- **Work item**: With no images included, output each entry below exactly as it appears.

Source data:
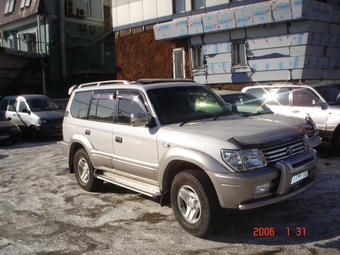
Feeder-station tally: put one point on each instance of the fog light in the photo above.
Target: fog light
(261, 188)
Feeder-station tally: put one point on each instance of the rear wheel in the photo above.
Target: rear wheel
(194, 202)
(84, 172)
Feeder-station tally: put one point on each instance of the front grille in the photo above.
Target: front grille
(276, 153)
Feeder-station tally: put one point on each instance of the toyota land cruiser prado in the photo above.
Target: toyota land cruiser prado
(177, 140)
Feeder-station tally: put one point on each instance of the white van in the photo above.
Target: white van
(320, 101)
(37, 114)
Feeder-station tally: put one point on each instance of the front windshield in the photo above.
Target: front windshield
(330, 93)
(183, 104)
(246, 105)
(42, 104)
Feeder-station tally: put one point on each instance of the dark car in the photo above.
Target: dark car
(8, 130)
(247, 105)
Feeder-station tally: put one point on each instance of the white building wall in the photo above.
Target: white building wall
(307, 48)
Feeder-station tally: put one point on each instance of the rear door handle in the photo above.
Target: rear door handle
(118, 139)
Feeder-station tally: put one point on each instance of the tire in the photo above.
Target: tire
(84, 172)
(34, 133)
(194, 202)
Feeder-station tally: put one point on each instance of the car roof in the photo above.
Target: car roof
(26, 96)
(229, 92)
(143, 84)
(285, 85)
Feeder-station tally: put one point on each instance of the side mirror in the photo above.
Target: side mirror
(25, 110)
(319, 102)
(139, 119)
(229, 106)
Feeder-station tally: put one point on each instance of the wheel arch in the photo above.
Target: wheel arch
(78, 142)
(174, 162)
(336, 138)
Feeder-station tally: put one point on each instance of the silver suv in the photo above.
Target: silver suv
(321, 101)
(177, 140)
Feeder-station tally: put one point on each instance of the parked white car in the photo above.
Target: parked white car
(247, 105)
(177, 140)
(37, 114)
(321, 101)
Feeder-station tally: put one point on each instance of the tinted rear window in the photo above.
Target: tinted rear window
(80, 104)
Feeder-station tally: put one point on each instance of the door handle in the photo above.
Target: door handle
(118, 139)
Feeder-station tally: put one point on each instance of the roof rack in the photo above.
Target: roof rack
(99, 83)
(151, 81)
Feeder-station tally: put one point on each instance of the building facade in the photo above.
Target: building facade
(233, 42)
(48, 45)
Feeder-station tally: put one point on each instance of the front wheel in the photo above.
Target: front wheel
(84, 172)
(194, 202)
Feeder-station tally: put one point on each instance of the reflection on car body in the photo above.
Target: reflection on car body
(247, 105)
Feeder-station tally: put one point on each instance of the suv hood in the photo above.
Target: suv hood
(294, 121)
(242, 132)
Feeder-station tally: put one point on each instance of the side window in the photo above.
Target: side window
(303, 97)
(257, 92)
(102, 106)
(129, 102)
(12, 105)
(22, 106)
(4, 105)
(277, 96)
(80, 104)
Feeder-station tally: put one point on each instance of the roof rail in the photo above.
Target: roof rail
(100, 83)
(151, 81)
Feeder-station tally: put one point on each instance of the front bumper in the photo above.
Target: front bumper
(47, 129)
(236, 190)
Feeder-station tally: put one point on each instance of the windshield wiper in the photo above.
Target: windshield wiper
(225, 113)
(203, 116)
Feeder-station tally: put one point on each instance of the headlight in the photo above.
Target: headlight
(306, 143)
(40, 121)
(243, 160)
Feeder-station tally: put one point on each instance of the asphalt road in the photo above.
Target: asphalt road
(44, 211)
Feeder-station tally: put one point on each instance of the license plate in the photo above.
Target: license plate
(299, 177)
(4, 137)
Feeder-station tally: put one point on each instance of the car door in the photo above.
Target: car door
(8, 109)
(303, 103)
(23, 114)
(135, 147)
(98, 127)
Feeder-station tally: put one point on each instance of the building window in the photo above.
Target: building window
(31, 41)
(197, 57)
(87, 7)
(239, 53)
(25, 3)
(9, 7)
(179, 6)
(198, 4)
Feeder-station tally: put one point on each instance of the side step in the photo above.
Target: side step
(128, 183)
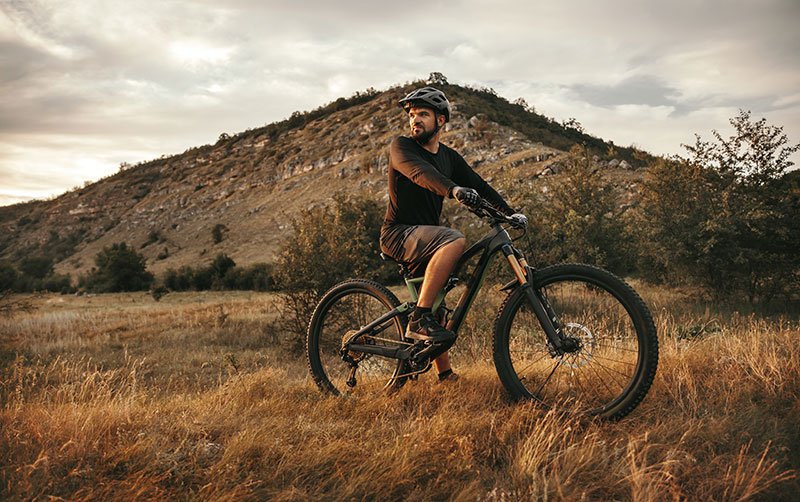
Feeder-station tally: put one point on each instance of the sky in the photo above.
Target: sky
(86, 85)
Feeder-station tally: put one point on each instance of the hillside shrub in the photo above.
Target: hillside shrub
(222, 273)
(37, 267)
(581, 218)
(725, 217)
(8, 276)
(119, 268)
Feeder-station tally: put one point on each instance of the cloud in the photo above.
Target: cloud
(119, 81)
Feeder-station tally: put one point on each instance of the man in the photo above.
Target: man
(422, 172)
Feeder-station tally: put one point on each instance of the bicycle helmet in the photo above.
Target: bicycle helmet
(428, 97)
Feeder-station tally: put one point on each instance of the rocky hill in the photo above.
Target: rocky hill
(239, 195)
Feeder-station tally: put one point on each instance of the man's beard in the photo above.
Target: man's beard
(424, 137)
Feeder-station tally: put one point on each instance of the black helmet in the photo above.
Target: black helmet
(429, 98)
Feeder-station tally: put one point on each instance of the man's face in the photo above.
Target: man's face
(423, 123)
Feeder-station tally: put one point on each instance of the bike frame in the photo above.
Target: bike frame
(497, 240)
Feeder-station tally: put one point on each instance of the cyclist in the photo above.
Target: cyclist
(422, 171)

- **Expected answer**:
Feeder-station tally: put one point on each instance of the fog light in the photo above.
Target: fog light
(261, 188)
Feeder-station tally: put one point on each instance of the rear wheel in the photo above.
Target: rear wheel
(194, 202)
(84, 172)
Feeder-station tally: put one point on each instance of the front grille in the photo above.
Target: front grille
(276, 153)
Feeder-station tally: put one point on each instance of the toyota land cruiser prado in the photo above.
Target: toyota land cruiser prado
(177, 140)
Feeder-station tally: put one point on each instance of the white van in the photo above.
Target: white van
(320, 101)
(37, 114)
Feeder-station tally: put one point on each instance of the front windshield in the photo above.
Target: front windshield
(330, 93)
(183, 104)
(246, 105)
(42, 104)
Feeder-station tally: put one point on each instance of the dark car in the photo above.
Target: dark car
(8, 130)
(247, 105)
Feeder-station tally: put one point on each instance of the white building wall in the photo above.
Target: white building wall
(307, 48)
Feeder-station tally: put one point on each instance of the rear door handle in the photo above.
Target: rear door handle
(118, 139)
Feeder-station tally: put one point on each instance of the tire in the photo above.
Target: tire
(84, 172)
(34, 133)
(194, 202)
Feeder-station tally: put one point on each instance of the car roof in the photo above.
Target: car roof
(26, 96)
(229, 92)
(143, 84)
(285, 85)
Feeder-station tally: put one point on each instance of the side mirror in the photo above.
Target: side mirror
(25, 110)
(319, 102)
(139, 119)
(229, 106)
Feeder-station tally: put one point on each instance of the wheel arch in the photo above.
Target: wheel arch
(78, 142)
(174, 162)
(336, 138)
Feeder-station tally: put one point on each instance of the silver suv in the photo above.
Target: silver suv
(321, 101)
(177, 140)
Feeder-station tally: put one point on each instance of the parked white car in the photo above.
Target: parked white car
(247, 105)
(177, 140)
(37, 114)
(321, 101)
Feeder-station tally: put one point on each instance of the tinted rear window in the photo above.
Target: tinted rear window
(80, 104)
Feeder-station tally: put one point on each instance of the door handle in the photo above.
Target: door handle
(118, 139)
Feeder-station tally: put one point on each instance of the roof rack in the photo above.
Target: roof rack
(99, 83)
(151, 81)
Feeder-station tally: put one point on each instance of the building facade in the photo above.
Target: building facade
(233, 42)
(48, 45)
Feeder-station tally: put one point on each instance of the front wheel in the photo above.
Target: front wheel
(84, 172)
(194, 202)
Feeder-station tally: put one point on each instance of the reflection on car body in the photo above.
Target: reflection on car body
(247, 105)
Feeder-station tally: put one point on each instance of the suv hood in the photo above.
Target: suv hood
(294, 121)
(242, 132)
Feeder-station tally: put one point on each instance of the side window in the photo above.
Target: side window
(303, 97)
(257, 92)
(102, 106)
(129, 102)
(12, 105)
(22, 106)
(4, 105)
(277, 96)
(80, 104)
Feeder-station tally: put one point on each instance of the roof rail in the photo above.
Target: roof rail
(100, 83)
(151, 81)
Feeder-station tally: put one point on each instance of the front bumper in the photo above.
Target: front bumper
(47, 129)
(236, 190)
Feeder-station tally: put one point on each instance of the windshield wiper in the photo above.
Target: windshield wiper
(225, 113)
(203, 116)
Feeder-station tally: put one point on each instance of the headlight in the photo above.
Target: headlight
(306, 143)
(40, 121)
(243, 160)
Feeder-station tally: put one point on each instance of the asphalt road in the photo above.
Target: asphalt road
(44, 211)
Feeder-station tally: put one point on each instance of the license plate in the photo above.
Target: license plate
(299, 177)
(4, 137)
Feeder-station tally: put one point on each instance of the car door in the photo above.
Target: car door
(8, 109)
(303, 103)
(23, 114)
(135, 147)
(98, 127)
Feeder-station tally: put one point on each instance of the building window in the photo above.
Target: building window
(31, 41)
(197, 57)
(87, 7)
(239, 53)
(25, 3)
(9, 7)
(179, 6)
(198, 4)
Feeder-station tally: put one point on each instance of the side step in the photo above.
Target: side step
(128, 183)
Feeder-station tally: put one point on each instance of the sky in the photo above.
Target: sky
(86, 85)
Feeder-station tally: put one point on each instance of the hillside shrub in the photo above.
Target: hillside shrub
(222, 273)
(37, 267)
(581, 218)
(725, 217)
(8, 276)
(119, 268)
Feeder-station tally: put one point on each instance of the cloud in the photo above.
Target: cloud
(119, 81)
Feeder-station tally: put one point on each instance of the man in the photo above.
Target: man
(422, 172)
Feeder-station tally: put one point on each instance of the bicycle helmet in the photo above.
Target: bicycle helmet
(428, 97)
Feeder-station tally: put one point on each instance of the rocky hill in the photo above.
Target: rocky hill
(239, 195)
Feeder-station tally: put one point on each instance of the man's beard in the photo above.
Target: man's beard
(424, 137)
Feeder-station tally: put one point on each instance of the black helmet in the photo above.
Target: black helmet
(429, 98)
Feeder-station tally: put one point on each instance of the man's face in the photo above.
Target: man's face
(423, 123)
Feeder-station tally: put one point on each instance of the bike frame in the photo above.
Target: bike frame
(497, 240)
Feeder-station tally: put one point on each instance of the cyclist in the photo above.
Target: cyclist
(422, 171)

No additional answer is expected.